* [EXERCISE AIM]
Print every line of the listing exactly, please.

* [RECORDS TO PROCESS]
• • • • •

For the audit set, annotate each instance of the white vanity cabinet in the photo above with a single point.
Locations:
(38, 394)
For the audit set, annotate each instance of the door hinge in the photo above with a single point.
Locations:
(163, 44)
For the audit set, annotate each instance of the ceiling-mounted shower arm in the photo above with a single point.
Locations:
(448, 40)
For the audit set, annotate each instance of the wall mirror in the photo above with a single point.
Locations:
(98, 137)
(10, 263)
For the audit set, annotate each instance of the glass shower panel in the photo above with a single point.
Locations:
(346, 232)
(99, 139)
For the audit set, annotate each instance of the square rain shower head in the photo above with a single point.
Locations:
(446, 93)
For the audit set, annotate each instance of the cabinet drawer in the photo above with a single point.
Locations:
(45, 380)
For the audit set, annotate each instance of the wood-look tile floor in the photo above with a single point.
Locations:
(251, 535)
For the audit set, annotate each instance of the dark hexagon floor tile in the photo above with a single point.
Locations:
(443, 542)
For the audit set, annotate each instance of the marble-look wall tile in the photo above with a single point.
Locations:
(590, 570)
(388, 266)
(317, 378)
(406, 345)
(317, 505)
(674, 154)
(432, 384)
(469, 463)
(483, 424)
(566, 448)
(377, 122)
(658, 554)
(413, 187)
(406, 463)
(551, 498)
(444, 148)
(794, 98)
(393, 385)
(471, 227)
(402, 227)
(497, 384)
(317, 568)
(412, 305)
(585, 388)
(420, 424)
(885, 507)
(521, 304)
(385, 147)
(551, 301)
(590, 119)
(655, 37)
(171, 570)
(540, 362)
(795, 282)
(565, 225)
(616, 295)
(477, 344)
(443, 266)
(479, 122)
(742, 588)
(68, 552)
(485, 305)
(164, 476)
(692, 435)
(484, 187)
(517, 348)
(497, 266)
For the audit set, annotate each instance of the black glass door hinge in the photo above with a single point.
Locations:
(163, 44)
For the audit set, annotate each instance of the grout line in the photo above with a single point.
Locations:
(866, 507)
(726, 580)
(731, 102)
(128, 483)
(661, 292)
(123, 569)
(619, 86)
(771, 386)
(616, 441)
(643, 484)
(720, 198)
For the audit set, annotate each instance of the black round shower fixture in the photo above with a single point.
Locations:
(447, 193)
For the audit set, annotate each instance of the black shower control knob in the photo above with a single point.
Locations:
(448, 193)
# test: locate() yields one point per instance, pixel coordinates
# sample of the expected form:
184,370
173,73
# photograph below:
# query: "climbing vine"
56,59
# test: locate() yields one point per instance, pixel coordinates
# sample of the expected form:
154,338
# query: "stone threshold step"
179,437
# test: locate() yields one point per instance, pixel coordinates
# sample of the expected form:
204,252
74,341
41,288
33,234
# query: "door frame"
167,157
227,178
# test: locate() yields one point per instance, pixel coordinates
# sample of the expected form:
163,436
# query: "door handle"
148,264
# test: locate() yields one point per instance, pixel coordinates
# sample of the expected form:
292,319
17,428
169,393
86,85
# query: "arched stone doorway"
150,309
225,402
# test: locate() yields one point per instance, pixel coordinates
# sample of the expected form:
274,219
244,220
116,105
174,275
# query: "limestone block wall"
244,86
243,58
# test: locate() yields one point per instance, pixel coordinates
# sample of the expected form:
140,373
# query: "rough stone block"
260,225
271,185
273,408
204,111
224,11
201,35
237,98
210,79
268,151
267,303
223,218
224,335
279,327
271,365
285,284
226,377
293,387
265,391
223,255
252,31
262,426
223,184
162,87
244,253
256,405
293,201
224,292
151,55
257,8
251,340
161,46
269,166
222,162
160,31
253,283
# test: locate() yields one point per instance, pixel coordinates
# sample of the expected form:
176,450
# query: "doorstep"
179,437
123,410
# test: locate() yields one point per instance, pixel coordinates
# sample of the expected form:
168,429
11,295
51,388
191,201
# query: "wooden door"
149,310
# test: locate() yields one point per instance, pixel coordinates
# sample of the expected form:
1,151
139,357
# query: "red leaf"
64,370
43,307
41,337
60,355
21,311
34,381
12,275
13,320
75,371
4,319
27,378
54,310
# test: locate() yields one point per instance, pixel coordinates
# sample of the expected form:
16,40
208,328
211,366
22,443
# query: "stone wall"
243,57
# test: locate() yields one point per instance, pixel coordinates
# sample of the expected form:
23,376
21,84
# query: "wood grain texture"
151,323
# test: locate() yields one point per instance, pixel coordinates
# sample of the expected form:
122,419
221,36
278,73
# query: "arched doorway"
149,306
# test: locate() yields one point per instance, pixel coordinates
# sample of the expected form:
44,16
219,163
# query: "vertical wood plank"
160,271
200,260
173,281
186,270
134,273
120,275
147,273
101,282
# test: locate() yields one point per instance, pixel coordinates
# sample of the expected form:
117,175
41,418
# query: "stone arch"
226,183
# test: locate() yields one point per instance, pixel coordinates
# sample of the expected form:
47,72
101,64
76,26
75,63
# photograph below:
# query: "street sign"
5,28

• • • • •

* [OUTPUT OF THE EXERCISE]
For the audit set, annotate each instance of the white vanity cabinet in the photo above with a single point.
Locations:
(38, 394)
For the audit set, annotate each instance of the door hinge in the photo above with a single point.
Locations:
(163, 44)
For the audit set, annotate each instance of the ceiling-mounted shower arm in the photo above with a single point.
Locations:
(448, 40)
For the audit set, annotate each instance of the wall mirror in the photo above with a single point.
Locations:
(98, 137)
(10, 263)
For the audit set, annotate each instance of the glass shower panel in the photo above with a single point.
Locations:
(346, 232)
(99, 139)
For the audit set, annotate each instance of the square rain shower head in the photo above with a single point.
Locations:
(446, 93)
For the audit set, annotate each instance of the cabinet drawer in the photo above with a single point.
Locations:
(45, 380)
For the audit set, annotate each instance of the wood-look tile floor in the photo above with a single point.
Locations:
(251, 535)
For the audit set, annotate each instance of the dark hexagon floor tile in the photo above with a single point.
Locations:
(443, 542)
For the audit set, annotate each instance of the marble-look wall tile in the photo above with a single point.
Locations:
(590, 570)
(388, 266)
(317, 378)
(406, 345)
(317, 505)
(674, 154)
(432, 384)
(469, 463)
(483, 424)
(566, 448)
(377, 122)
(658, 554)
(413, 187)
(406, 463)
(551, 498)
(444, 148)
(794, 98)
(393, 385)
(471, 227)
(402, 227)
(497, 384)
(317, 568)
(412, 305)
(585, 388)
(420, 424)
(885, 507)
(521, 304)
(385, 147)
(551, 301)
(590, 119)
(655, 37)
(171, 570)
(540, 362)
(795, 282)
(565, 225)
(616, 295)
(477, 344)
(443, 266)
(479, 122)
(742, 588)
(68, 552)
(485, 305)
(164, 476)
(692, 435)
(484, 187)
(517, 348)
(497, 266)
For the audit set, annotate each instance of the black glass door hinge in the photo above with a single point.
Locations:
(163, 44)
For the audit set, annotate each instance of the grout line in the photo above with a single point.
Locations:
(866, 507)
(726, 580)
(731, 102)
(128, 483)
(661, 292)
(123, 569)
(619, 86)
(771, 386)
(616, 441)
(643, 484)
(720, 198)
For the audit set, annotate each instance of the black round shower fixture in the photo above with a single point.
Locations:
(447, 193)
For the audit set, annotate each instance of the black shower control knob in the photo above with a single point.
Locations:
(448, 193)
# test: locate() yields one point per instance, pixel coordinates
# sample of the expected form:
184,370
173,73
# photograph below:
# query: "climbing vine"
56,59
# test: locate() yields one point per instance, pixel coordinates
# sample of the expected form:
154,338
# query: "stone threshold step"
179,437
# test: locate() yields one point per instance, pixel coordinates
# sample of the expected form:
204,252
74,341
41,288
33,234
# query: "door frame"
167,157
227,178
# test: locate() yields one point per instance, pixel coordinates
# sample of the expected form:
163,436
# query: "door handle"
148,264
# test: locate() yields one point per instance, pixel coordinates
# sample of the expected form:
292,319
17,428
169,393
86,85
# query: "arched stone doorway"
150,309
225,402
# test: locate() yields one point per instance, pixel coordinates
# sample of the expected form:
274,219
244,220
116,105
174,275
# query: "limestone block wall"
244,86
243,58
# test: locate() yields one point per instance, pixel coordinates
# sample of the expected form:
140,373
# query: "rough stone block"
260,225
271,185
273,408
204,111
224,11
201,35
237,98
210,79
268,151
267,303
223,218
224,335
279,327
271,365
285,284
226,377
293,387
265,391
223,255
252,31
262,426
223,184
162,87
244,253
256,405
293,201
224,292
151,55
257,8
251,340
161,46
269,166
222,162
160,31
253,283
# test: locate() yields one point per instance, pixel coordinates
# sample of the expected form:
176,450
# query: "doorstep"
179,437
123,410
# test: locate() yields one point per instance, pixel coordinates
# sample of the expected form:
168,429
11,295
51,388
191,201
# query: "wooden door"
149,310
# test: locate() yields one point per instance, pixel coordinates
# sample of the expected form:
1,151
139,357
# query: "red leaf"
64,370
43,307
41,337
60,355
21,311
34,381
12,275
13,320
75,371
4,319
27,378
54,310
# test: locate() yields one point per instance, pixel coordinates
# sample of the expected form:
16,40
208,328
211,366
22,443
# query: "stone wall"
243,57
# test: locate() yields one point per instance, pixel coordinates
# sample of the expected form:
23,376
21,84
# query: "wood grain texture"
151,323
# test: locate() yields one point per instance, pixel coordinates
# sample of the expected form:
122,419
221,36
278,73
# query: "arched doorway"
149,306
# test: locate() yields one point per instance, pixel coordinates
# sample of the expected form:
44,16
219,163
# query: "vertical wood plank"
160,271
200,260
173,281
186,270
134,273
120,275
147,273
101,282
# test: locate() yields one point per instance, pixel coordinates
# sample of the expected form:
117,175
41,418
# query: "stone arch"
226,183
# test: locate() yields one point per instance, pixel coordinates
# sample of the expected form:
47,72
101,64
76,26
75,63
# photograph below:
# query: "street sign"
5,28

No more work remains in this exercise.